Exercise prompt =
Print the records word for word, from the line containing "Where can the grassy" up to and including the line containing "Target: shop entrance door". Leave the pictures out of your copy.

Data excerpts =
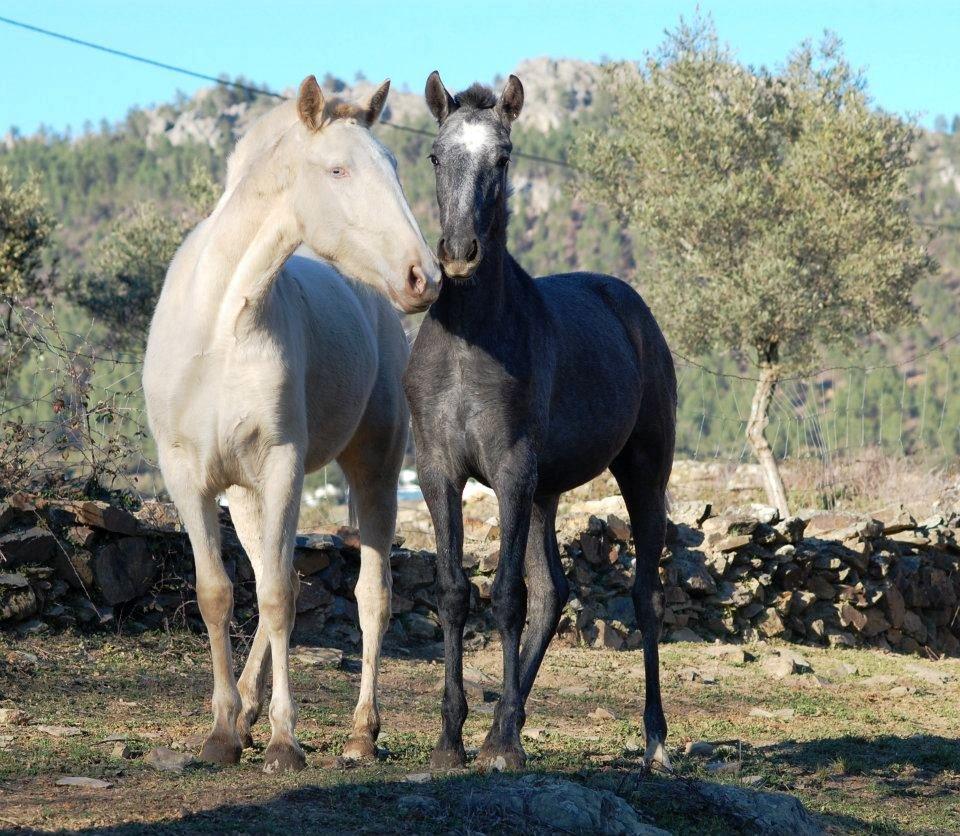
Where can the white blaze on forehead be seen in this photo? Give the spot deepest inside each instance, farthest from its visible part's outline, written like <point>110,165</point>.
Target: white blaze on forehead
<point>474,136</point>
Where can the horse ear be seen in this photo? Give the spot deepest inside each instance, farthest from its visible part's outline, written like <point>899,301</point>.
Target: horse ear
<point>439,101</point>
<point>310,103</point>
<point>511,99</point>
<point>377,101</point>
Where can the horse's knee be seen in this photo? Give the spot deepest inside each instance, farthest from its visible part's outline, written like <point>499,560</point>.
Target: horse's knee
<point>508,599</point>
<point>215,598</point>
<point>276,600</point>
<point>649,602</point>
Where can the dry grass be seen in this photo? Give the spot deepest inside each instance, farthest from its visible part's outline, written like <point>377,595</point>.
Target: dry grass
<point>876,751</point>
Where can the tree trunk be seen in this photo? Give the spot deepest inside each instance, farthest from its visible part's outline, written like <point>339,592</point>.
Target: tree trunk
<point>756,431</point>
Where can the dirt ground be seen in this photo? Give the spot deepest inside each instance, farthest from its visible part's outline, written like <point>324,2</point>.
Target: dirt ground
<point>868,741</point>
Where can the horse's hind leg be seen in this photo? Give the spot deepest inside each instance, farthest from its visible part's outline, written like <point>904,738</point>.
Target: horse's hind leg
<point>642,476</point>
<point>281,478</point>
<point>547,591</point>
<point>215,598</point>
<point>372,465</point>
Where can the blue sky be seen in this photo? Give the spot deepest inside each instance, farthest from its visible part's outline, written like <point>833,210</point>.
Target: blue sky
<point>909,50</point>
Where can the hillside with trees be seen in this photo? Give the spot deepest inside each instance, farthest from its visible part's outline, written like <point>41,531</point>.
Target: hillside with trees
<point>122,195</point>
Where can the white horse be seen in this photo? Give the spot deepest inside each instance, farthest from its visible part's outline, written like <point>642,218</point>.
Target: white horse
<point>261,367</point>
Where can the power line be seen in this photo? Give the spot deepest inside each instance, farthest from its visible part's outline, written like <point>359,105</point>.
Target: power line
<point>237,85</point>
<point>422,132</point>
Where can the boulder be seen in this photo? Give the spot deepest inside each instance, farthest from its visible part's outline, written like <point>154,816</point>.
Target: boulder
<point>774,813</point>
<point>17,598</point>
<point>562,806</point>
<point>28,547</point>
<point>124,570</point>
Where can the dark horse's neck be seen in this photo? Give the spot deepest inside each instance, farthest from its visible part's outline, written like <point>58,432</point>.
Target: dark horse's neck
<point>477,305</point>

---

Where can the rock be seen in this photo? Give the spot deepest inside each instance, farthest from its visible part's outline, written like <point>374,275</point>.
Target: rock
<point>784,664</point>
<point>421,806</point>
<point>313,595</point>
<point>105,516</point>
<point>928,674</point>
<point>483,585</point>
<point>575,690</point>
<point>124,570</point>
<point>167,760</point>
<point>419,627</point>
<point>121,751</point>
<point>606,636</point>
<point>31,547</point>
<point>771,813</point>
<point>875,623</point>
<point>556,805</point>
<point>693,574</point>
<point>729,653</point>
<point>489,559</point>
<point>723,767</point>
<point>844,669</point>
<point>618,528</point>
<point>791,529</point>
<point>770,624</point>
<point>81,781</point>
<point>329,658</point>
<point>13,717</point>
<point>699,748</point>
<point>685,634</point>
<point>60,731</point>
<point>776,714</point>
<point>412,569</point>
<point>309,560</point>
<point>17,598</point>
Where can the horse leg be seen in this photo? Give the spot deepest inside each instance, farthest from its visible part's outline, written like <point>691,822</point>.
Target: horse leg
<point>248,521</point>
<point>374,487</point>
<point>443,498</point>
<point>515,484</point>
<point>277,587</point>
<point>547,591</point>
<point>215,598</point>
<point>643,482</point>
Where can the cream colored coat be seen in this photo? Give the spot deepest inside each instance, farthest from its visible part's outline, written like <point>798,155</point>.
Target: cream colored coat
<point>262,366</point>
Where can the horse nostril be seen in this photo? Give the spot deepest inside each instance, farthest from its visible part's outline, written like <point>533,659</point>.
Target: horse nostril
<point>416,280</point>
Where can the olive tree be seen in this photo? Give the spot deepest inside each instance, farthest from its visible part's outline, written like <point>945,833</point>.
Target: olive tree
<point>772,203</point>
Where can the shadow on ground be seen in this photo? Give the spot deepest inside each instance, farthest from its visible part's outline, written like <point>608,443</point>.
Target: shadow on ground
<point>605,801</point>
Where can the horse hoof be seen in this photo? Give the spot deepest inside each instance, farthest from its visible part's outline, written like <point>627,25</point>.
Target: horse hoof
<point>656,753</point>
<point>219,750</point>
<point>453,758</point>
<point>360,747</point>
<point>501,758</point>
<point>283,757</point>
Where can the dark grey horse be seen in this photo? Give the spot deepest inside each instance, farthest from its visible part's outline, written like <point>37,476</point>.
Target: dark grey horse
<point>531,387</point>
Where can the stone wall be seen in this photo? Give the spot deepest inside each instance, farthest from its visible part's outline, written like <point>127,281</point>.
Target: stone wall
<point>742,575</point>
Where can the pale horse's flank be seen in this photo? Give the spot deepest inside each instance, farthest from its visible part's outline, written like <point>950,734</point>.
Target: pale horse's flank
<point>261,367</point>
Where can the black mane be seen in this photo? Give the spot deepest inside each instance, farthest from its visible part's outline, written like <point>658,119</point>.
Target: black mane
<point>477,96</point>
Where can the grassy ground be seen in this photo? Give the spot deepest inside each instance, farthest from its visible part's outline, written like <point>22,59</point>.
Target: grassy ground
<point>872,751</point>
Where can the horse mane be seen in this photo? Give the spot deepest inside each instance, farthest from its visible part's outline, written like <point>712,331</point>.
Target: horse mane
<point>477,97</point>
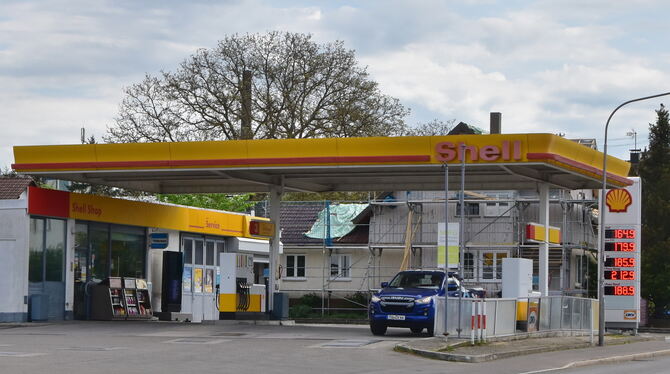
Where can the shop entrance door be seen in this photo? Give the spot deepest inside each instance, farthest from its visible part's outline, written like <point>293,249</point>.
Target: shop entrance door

Solution for this task =
Where can the grassy ground be seen in this photo? Give the spot deepest inside each instance, farthest from its visible part's outline, written like <point>22,59</point>.
Target: grassy ground
<point>872,751</point>
Where can the horse mane be seen in this photo? Give the spot deepest inside each instance, farthest from its visible part's outline, written like <point>712,331</point>.
Target: horse mane
<point>477,97</point>
Where can the shop entrance door be seen in this photo? Give the spot deepest inside each instance, farthest from its visible part's outline, written like <point>293,249</point>.
Target: shop entrance door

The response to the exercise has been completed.